(Collection entries)
▬▬▬
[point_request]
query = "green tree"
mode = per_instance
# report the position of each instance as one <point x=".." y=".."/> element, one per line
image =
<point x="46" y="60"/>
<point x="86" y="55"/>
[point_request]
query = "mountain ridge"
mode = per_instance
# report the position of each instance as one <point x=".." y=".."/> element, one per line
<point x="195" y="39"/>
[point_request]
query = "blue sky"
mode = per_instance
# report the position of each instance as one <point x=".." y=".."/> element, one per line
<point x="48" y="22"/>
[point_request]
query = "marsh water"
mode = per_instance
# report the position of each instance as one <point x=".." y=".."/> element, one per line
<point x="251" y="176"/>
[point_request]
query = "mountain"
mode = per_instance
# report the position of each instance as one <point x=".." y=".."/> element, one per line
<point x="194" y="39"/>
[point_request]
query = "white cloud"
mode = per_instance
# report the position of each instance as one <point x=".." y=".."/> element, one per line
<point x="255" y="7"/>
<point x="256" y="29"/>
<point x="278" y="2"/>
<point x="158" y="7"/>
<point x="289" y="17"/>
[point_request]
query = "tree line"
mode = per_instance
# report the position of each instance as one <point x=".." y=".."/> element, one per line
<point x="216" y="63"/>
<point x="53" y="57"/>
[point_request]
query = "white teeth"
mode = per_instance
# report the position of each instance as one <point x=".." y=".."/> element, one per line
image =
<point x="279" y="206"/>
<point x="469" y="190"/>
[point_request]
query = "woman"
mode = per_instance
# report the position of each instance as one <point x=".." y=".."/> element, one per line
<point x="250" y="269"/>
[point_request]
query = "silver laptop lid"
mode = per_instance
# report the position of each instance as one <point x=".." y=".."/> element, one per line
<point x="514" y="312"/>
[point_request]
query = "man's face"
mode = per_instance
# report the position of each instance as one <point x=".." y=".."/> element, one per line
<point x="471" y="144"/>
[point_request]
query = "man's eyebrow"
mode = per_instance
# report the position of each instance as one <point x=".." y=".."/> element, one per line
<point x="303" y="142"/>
▬▬▬
- Given exercise: Every line above should be printed again exactly as it stands.

- Solution for this exercise:
[point_request]
query = "green tree"
mode = per_instance
# report the position of each instance as one <point x=".." y=".."/> element, one per line
image =
<point x="46" y="60"/>
<point x="86" y="55"/>
[point_request]
query = "mountain ridge"
mode = per_instance
# report the position of each instance as one <point x=".." y=".."/> element, one per line
<point x="195" y="39"/>
[point_request]
query = "blue sky"
mode = per_instance
# report the position of each instance as one <point x=".." y=".."/> element, one per line
<point x="48" y="22"/>
[point_request]
query = "marsh water"
mode = per_instance
# report the position of each instance as one <point x=".." y=".."/> element, one per line
<point x="251" y="176"/>
[point_request]
query = "mountain"
mode = per_instance
# report the position of each instance as one <point x=".." y=".."/> element, one per line
<point x="194" y="39"/>
[point_request]
query = "white cloud"
mode = per_instance
# report the position of each instance as one <point x=".." y=".."/> element, one per line
<point x="255" y="7"/>
<point x="256" y="29"/>
<point x="278" y="2"/>
<point x="158" y="7"/>
<point x="289" y="17"/>
[point_request]
query = "tree line"
mode = per_instance
# report the position of each instance as one <point x=".." y=".."/> element, one per line
<point x="216" y="63"/>
<point x="53" y="57"/>
[point_request]
query = "white teeth"
mode = per_instance
# report the position of each instance as one <point x=".." y=".."/> element, one per line
image =
<point x="279" y="206"/>
<point x="469" y="190"/>
[point_request]
query = "woman"
mode = per_instance
# report the position of each instance as one <point x=".." y=".."/> element, one per line
<point x="250" y="269"/>
[point_request]
query = "silver laptop lid"
mode = per_instance
# report the position of each instance as one <point x=".." y=".."/> element, one per line
<point x="514" y="312"/>
[point_request]
query = "man's face"
mode = per_instance
# report the position of each instance as one <point x=".." y=".."/> element, one per line
<point x="471" y="144"/>
[point_request]
query = "man's eyebrow"
mode = per_instance
# report the position of each instance as one <point x=".." y=".."/> element, one per line
<point x="303" y="142"/>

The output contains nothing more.